課題内容:
素材のうち、「Each instance receives a single keypoint. Tag the grass」を含む行から「(202, 1072)」を含む行まで（両端の行も含む）を、1行につき1つの文字列とするJSONのリストに書き直すこと。空行は入れない。
== 抽出情報
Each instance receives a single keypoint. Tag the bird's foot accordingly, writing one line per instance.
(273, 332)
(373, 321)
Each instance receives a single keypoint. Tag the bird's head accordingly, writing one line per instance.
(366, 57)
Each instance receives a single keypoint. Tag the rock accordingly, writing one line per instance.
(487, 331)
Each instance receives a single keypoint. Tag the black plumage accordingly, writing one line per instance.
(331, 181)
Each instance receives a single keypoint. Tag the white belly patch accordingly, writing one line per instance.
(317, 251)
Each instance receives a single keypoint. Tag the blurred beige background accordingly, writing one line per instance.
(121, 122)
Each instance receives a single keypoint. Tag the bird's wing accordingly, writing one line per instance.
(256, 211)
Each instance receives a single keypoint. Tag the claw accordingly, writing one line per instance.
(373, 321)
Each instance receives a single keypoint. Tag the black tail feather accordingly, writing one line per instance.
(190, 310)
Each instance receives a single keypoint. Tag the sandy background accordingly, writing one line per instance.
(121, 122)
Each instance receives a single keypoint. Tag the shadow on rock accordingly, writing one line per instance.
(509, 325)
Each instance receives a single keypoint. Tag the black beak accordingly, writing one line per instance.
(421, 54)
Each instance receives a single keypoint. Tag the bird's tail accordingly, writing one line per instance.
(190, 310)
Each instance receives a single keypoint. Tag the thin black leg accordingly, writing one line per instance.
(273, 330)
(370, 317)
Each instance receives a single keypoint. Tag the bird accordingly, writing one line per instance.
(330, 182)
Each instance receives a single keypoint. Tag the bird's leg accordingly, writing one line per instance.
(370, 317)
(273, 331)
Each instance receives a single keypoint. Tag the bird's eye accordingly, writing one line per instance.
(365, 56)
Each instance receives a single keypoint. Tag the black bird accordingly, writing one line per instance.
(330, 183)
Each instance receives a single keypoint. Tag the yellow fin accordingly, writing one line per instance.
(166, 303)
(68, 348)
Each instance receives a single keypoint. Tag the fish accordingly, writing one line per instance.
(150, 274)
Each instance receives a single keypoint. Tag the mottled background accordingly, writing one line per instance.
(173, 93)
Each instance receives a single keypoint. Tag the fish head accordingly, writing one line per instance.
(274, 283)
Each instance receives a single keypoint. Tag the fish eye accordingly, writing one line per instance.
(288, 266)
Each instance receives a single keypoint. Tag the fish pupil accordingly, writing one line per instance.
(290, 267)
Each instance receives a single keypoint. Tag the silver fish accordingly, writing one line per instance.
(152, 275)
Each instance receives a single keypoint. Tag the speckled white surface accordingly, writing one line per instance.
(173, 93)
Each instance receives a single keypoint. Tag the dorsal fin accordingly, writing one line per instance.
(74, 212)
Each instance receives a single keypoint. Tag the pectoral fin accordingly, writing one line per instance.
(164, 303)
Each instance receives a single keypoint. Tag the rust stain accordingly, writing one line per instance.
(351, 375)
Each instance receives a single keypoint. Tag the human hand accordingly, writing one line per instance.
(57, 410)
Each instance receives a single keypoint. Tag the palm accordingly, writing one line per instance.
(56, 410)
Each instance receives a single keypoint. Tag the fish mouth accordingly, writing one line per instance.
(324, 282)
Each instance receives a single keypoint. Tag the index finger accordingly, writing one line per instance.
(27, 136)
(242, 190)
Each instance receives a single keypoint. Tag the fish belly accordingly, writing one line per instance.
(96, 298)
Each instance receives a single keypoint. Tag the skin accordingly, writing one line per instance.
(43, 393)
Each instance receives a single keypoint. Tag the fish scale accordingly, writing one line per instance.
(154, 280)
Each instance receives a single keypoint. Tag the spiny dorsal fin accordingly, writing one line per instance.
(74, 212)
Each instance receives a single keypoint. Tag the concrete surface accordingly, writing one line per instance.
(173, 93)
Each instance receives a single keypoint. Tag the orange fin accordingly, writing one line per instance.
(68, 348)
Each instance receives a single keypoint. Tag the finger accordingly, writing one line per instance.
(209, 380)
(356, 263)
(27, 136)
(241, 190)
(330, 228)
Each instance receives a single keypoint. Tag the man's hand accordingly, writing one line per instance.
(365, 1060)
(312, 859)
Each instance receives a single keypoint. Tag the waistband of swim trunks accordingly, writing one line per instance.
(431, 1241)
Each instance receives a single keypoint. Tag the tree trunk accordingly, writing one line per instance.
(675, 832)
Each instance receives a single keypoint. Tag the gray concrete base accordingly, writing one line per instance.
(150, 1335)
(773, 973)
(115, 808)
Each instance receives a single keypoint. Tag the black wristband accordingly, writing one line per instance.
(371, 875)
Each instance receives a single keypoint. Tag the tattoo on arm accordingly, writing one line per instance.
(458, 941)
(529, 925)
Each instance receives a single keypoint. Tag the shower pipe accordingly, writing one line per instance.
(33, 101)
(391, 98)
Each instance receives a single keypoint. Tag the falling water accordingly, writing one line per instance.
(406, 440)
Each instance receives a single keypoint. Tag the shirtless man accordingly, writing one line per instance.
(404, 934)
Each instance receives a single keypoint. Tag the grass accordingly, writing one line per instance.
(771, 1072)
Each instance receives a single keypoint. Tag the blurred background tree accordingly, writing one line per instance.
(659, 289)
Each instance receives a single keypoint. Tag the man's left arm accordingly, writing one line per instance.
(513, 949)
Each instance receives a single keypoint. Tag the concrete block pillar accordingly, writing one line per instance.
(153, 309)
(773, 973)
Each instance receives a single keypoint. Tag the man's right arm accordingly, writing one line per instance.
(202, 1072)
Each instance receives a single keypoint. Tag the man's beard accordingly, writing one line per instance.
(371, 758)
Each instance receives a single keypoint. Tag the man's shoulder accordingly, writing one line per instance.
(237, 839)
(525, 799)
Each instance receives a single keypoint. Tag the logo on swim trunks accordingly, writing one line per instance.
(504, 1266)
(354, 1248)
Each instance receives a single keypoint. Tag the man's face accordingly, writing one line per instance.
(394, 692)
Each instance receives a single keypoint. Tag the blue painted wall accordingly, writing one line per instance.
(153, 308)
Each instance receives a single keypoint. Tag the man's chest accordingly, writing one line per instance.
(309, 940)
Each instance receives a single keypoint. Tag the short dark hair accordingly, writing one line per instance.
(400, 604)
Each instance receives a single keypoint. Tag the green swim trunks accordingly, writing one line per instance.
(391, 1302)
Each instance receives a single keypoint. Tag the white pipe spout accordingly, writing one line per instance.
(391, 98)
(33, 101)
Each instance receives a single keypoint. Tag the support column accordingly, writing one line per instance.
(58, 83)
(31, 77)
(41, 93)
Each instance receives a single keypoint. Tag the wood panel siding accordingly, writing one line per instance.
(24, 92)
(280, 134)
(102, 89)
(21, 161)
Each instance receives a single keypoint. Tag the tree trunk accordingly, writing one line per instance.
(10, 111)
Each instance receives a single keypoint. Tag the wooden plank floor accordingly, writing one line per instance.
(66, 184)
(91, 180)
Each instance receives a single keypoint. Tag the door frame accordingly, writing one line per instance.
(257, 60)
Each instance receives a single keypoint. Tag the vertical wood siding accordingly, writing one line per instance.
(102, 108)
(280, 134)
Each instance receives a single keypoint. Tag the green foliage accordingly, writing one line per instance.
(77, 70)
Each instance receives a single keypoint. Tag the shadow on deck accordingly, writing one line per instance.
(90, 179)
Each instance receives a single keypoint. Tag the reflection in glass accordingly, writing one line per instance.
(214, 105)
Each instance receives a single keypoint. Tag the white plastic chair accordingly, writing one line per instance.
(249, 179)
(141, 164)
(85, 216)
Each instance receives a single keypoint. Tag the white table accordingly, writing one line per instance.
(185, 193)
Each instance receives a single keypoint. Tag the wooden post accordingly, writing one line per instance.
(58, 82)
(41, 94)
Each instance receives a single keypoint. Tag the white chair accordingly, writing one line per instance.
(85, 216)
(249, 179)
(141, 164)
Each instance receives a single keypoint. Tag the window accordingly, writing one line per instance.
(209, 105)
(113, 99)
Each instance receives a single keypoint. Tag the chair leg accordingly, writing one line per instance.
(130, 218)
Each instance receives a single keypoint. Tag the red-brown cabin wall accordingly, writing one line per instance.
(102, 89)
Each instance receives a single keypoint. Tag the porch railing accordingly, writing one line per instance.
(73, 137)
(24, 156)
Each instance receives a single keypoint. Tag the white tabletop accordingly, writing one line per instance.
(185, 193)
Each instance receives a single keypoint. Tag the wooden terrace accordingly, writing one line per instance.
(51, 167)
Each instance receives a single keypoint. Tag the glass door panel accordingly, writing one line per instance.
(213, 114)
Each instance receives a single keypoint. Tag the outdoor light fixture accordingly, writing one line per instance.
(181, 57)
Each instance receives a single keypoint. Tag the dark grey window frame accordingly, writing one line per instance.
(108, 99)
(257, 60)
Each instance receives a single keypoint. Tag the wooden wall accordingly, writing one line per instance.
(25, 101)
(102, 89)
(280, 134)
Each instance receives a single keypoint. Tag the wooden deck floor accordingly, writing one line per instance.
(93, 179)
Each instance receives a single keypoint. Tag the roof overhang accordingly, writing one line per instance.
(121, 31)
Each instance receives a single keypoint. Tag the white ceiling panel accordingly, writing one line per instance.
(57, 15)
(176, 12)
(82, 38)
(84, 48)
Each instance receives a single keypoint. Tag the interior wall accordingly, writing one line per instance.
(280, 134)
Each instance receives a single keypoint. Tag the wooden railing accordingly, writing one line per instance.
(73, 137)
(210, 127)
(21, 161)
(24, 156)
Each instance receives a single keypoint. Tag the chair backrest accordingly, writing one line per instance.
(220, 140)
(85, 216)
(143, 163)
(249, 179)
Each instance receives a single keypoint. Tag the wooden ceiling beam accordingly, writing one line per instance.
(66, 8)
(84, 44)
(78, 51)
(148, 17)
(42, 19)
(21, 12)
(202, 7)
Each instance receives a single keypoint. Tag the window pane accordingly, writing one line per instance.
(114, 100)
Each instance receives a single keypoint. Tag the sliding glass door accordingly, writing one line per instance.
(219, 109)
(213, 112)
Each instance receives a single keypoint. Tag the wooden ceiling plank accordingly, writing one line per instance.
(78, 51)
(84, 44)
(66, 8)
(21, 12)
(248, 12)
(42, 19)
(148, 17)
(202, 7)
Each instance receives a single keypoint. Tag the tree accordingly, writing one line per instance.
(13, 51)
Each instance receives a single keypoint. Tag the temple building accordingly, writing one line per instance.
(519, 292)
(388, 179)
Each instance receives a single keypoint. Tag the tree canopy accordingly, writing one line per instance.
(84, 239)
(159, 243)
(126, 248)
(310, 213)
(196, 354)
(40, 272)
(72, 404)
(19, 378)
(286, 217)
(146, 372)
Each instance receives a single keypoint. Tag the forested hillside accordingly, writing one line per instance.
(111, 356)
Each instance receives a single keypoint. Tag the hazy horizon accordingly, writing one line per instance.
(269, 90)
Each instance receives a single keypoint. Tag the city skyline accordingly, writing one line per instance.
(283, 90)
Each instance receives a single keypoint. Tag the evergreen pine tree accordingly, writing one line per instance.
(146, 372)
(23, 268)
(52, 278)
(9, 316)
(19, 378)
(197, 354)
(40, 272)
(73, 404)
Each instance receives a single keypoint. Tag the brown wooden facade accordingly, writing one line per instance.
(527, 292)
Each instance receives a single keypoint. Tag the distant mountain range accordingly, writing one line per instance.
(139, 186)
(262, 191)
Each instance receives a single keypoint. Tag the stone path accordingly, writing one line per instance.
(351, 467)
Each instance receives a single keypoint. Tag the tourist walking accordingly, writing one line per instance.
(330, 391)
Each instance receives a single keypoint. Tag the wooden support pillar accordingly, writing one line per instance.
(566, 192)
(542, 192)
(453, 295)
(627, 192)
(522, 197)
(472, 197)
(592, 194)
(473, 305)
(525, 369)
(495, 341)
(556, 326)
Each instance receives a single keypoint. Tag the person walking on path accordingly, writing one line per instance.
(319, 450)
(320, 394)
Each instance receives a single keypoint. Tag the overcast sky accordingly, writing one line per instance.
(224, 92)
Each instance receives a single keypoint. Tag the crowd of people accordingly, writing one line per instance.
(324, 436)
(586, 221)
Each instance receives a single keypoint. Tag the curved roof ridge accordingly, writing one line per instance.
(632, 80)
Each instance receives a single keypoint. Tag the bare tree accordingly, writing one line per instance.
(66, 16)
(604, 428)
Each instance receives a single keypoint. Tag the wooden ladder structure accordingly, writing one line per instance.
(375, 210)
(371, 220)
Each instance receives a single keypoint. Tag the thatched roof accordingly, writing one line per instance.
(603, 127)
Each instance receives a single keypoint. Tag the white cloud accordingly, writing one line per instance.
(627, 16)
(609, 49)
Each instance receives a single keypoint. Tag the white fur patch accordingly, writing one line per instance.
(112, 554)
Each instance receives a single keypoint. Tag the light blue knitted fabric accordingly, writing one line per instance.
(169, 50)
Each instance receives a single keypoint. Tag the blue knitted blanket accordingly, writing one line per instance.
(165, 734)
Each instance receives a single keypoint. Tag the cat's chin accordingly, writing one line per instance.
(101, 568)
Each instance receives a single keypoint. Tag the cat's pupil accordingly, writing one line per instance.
====
解答:
[
  "Each instance receives a single keypoint. Tag the grass accordingly, writing one line per instance.",
  "(771, 1072)",
  "Each instance receives a single keypoint. Tag the blurred background tree accordingly, writing one line per instance.",
  "(659, 289)",
  "Each instance receives a single keypoint. Tag the man's left arm accordingly, writing one line per instance.",
  "(513, 949)",
  "Each instance receives a single keypoint. Tag the concrete block pillar accordingly, writing one line per instance.",
  "(153, 309)",
  "(773, 973)",
  "Each instance receives a single keypoint. Tag the man's right arm accordingly, writing one line per instance.",
  "(202, 1072)"
]